- **ФРАГМЕНТ ДОКУМЕНТА**:
+--

Результаты анализа для 2016 г. демонстрируют общее снижение темпов экономического роста в российских регионах (рис. 3) на фоне увеличения его неоднородности. По сравнению с 2014 г., значительно увеличилось количество регионов с низкими темпами экономического роста, которые утратили пространственное взаимовлияние (расширение кластера III). Это может объясняться влиянием украинско-российского конфликта 2014 г. и началом санкционного давления на Россию. Санкции 2014‒2015 гг. затронули ряд предприятий, финансовых организаций и российских банков. Введенное Россией в качестве ответных мер торговое эмбарго привело к снижению внешнеторгового оборота со странами Европейского союза, США и Японией, что отразилось, в первую очередь, на Хабаровском и Приморском краях и Сахалинской области. Также санкции 2014 г. вызвали значительный отток капитала и снижение прямых иностранных инвестиций в Россию, что привело к спаду экономики во многих субъектах.

 

Рис. 3. Неоднородность экономического роста в России, 2016 г.

Fig. 3. Economic growth heterogeneity in Russia, 2016

Снижение темпов роста наблюдается и в ресурсных регионах-экспортерах: Ханты-Мансийский автономный округ вошел в кластер III, а Ямало-Ненецкий и Ненецкий автономные округа ‒ в кластер II с низкой пространственной взаимосвязью. Компании нефтегазодобывающей отрасли столкнулись с ограничениями по экспорту ряда товаров, а европейские партнеры приостановили предоставление услуг по разведке и реализации некоторых совместных проектов. Таким образом, среди наиболее пострадавших регионов выделяются самые вовлеченные в мировую экономику [25].

Одновременно следует отметить, что Республика Мордовия сохранила высокие темпы экономического роста наряду с высоким пространственным влиянием на граничащие субъекты Федерации за счет наращивания промышленного производства, выпуска агропромышленной продукции, а также развития НИОКР. При этом полюсами роста в 2016 г. стали Чеченская Республика, Республика Калмыкия, а также Свердловская и Липецкая области. Данные регионы увеличили объем агропромышленного производства, что вызвано введением торгового эмбарго и необходимостью наращивания собственного производства для удовлетворения внутреннего спроса.

+--

- **ЗАДАНИЕ 1**:
Ответьте на вопросы по тексту о росте регионов:
(а) Для каких регионов снижение внешнеторгового оборота сказалось в первую очередь?
(б) В какой кластер вошел Ханты-Мансийский автономный округ?
(в) Какие регионы стали полюсами роста в 2016 г.?
- **ЗАДАНИЕ 2**: Обновите часть текста о росте регионов между словами «Fig. 3. Economic» и «мировую экономику [25].» включительно, заменив «европейские партнеры» на «зарубежные партнеры».
Приведенные далее строки для работы не требуются.

- **МАТЕРИАЛ**:
+--

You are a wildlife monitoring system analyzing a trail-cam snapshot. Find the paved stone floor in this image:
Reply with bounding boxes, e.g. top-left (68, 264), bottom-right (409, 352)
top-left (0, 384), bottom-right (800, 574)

+--

- **ПОЛНЫЙ ОТВЕТ 1**:
(а) Хабаровский и Приморский края и Сахалинская область.
(б) В кластер III.
(в) Чеченская Республика, Республика Калмыкия, а также Свердловская и Липецкая области.

- **ПОЛНЫЙ ОТВЕТ 2**:
Fig. 3. Economic growth heterogeneity in Russia, 2016

Снижение темпов роста наблюдается и в ресурсных регионах-экспортерах: Ханты-Мансийский автономный округ вошел в кластер III, а Ямало-Ненецкий и Ненецкий автономные округа ‒ в кластер II с низкой пространственной взаимосвязью. Компании нефтегазодобывающей отрасли столкнулись с ограничениями по экспорту ряда товаров, а зарубежные партнеры приостановили предоставление услуг по разведке и реализации некоторых совместных проектов. Таким образом, среди наиболее пострадавших регионов выделяются самые вовлеченные в мировую экономику [25].